> [EXERCISE DETAILS]:
Begin at the line that contains "point: wheel rim" and repeat every line from there to the end of the records below, inclusive, without adding any other line.

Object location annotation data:
* start *
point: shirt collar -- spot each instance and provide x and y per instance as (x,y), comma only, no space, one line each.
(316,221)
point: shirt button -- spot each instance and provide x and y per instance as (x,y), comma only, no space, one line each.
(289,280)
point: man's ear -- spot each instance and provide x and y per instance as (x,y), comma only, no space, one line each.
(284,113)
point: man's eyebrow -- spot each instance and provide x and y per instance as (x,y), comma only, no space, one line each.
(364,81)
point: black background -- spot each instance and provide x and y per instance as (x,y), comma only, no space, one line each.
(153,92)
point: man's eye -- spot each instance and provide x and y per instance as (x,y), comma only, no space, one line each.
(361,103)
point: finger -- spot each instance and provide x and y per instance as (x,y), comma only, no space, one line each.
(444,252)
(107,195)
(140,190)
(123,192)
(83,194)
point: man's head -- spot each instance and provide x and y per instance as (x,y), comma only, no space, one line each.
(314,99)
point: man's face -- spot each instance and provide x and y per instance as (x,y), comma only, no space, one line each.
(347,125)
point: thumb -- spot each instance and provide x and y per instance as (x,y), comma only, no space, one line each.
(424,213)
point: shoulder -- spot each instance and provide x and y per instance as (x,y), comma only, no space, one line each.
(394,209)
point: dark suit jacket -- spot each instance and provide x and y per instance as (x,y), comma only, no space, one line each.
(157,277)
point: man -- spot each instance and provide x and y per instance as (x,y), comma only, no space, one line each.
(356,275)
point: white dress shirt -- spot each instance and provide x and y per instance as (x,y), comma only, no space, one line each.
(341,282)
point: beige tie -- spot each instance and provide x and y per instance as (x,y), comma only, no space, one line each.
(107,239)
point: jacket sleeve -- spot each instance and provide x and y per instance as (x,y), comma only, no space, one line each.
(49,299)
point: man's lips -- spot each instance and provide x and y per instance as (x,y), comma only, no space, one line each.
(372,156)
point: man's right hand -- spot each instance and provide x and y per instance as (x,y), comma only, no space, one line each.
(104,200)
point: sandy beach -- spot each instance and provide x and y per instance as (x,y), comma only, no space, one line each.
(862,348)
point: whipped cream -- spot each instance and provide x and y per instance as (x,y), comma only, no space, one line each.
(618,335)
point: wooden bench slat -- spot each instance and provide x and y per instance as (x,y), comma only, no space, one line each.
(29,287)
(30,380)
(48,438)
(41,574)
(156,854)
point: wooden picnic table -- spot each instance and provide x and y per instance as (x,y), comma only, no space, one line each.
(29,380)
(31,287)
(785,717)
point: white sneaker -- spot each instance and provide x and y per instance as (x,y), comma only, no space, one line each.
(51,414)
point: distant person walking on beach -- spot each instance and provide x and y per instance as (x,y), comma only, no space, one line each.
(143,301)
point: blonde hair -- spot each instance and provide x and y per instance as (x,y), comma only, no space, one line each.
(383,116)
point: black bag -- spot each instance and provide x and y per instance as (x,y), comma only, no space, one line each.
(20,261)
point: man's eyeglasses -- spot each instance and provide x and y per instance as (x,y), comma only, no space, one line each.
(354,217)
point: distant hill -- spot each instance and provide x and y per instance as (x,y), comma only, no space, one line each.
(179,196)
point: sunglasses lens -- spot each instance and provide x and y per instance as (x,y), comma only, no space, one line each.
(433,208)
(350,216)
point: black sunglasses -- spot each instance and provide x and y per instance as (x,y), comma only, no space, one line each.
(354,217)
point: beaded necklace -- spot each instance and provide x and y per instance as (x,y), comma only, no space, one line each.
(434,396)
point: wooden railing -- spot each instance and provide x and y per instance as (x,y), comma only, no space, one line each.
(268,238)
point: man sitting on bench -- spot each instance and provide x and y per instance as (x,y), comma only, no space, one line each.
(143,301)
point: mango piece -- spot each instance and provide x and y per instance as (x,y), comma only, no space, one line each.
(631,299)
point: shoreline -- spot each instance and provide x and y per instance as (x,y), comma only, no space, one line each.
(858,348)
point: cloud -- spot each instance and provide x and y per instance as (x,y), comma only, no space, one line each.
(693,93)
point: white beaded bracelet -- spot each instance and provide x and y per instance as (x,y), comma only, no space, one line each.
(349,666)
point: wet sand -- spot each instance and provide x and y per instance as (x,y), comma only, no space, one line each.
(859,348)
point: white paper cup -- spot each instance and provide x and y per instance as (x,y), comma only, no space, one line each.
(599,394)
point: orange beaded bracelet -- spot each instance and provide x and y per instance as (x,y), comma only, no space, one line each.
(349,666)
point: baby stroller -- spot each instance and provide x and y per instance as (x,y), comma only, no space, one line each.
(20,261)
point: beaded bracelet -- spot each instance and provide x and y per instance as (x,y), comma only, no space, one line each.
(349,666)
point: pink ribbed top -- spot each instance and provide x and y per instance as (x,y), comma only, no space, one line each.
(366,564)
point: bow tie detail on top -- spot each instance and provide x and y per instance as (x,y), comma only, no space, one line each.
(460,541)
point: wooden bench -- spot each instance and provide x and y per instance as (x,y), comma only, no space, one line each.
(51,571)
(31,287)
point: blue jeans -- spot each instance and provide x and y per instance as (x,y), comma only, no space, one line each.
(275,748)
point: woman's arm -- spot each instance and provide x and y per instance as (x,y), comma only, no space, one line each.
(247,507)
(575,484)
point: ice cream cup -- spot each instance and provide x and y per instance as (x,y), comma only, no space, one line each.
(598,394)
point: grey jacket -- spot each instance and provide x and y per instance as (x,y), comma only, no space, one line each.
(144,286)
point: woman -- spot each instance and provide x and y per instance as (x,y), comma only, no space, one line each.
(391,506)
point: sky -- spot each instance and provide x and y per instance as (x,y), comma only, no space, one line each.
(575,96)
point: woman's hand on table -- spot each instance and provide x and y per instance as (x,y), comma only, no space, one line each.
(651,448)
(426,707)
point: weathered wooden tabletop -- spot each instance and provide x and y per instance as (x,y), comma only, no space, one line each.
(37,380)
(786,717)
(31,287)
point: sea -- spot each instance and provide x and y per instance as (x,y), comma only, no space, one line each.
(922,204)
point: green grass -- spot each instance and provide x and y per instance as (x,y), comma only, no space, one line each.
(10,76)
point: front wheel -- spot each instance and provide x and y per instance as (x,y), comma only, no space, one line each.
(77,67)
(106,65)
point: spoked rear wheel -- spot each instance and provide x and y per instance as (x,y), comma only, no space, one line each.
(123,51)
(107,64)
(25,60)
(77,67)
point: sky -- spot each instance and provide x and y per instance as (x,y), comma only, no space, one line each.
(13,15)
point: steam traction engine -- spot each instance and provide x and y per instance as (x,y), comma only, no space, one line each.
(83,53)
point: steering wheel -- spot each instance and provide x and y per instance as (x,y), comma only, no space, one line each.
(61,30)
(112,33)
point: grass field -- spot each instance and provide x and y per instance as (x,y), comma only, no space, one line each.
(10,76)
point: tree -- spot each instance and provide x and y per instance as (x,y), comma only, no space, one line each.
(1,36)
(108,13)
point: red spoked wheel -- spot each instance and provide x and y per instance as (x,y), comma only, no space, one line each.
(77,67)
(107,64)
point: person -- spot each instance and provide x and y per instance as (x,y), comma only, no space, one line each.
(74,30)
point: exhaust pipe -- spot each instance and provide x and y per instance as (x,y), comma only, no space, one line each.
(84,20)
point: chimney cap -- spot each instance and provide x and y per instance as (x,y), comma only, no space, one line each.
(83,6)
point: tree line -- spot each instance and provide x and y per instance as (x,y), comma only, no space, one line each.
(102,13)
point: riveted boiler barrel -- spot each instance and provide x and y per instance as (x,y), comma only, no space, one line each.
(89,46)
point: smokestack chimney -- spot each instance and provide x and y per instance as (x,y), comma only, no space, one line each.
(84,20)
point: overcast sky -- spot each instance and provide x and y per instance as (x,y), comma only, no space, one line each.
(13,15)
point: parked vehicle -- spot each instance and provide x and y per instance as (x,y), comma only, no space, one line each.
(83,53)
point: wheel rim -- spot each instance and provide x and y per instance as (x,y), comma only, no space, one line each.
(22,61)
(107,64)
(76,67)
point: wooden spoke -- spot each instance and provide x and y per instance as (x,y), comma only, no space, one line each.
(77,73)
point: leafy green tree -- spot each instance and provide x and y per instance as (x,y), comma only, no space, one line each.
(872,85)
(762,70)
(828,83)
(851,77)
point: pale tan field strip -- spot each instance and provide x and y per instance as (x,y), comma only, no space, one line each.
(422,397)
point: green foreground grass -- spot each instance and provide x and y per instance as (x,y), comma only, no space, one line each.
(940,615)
* end *
> [WRITTEN RESPONSE]:
point: wheel rim -- spot each instance and provide x and y per instance as (x,y), comma only, no space, one line each.
(22,61)
(107,64)
(76,67)
point: wooden spoke -- spot each instance and provide x and y per instance as (x,y), comma only, no space, one line each.
(77,73)
point: leafy green tree -- spot each instance and provide x and y per instance as (x,y), comma only, no space, one line each.
(872,85)
(762,70)
(828,83)
(851,77)
point: pale tan field strip -- spot each instance and provide x and y per instance as (x,y), comma only, no space, one line each.
(422,397)
point: green foreground grass -- spot each instance and provide x and y per instance as (x,y), comma only, no space, one line each.
(940,615)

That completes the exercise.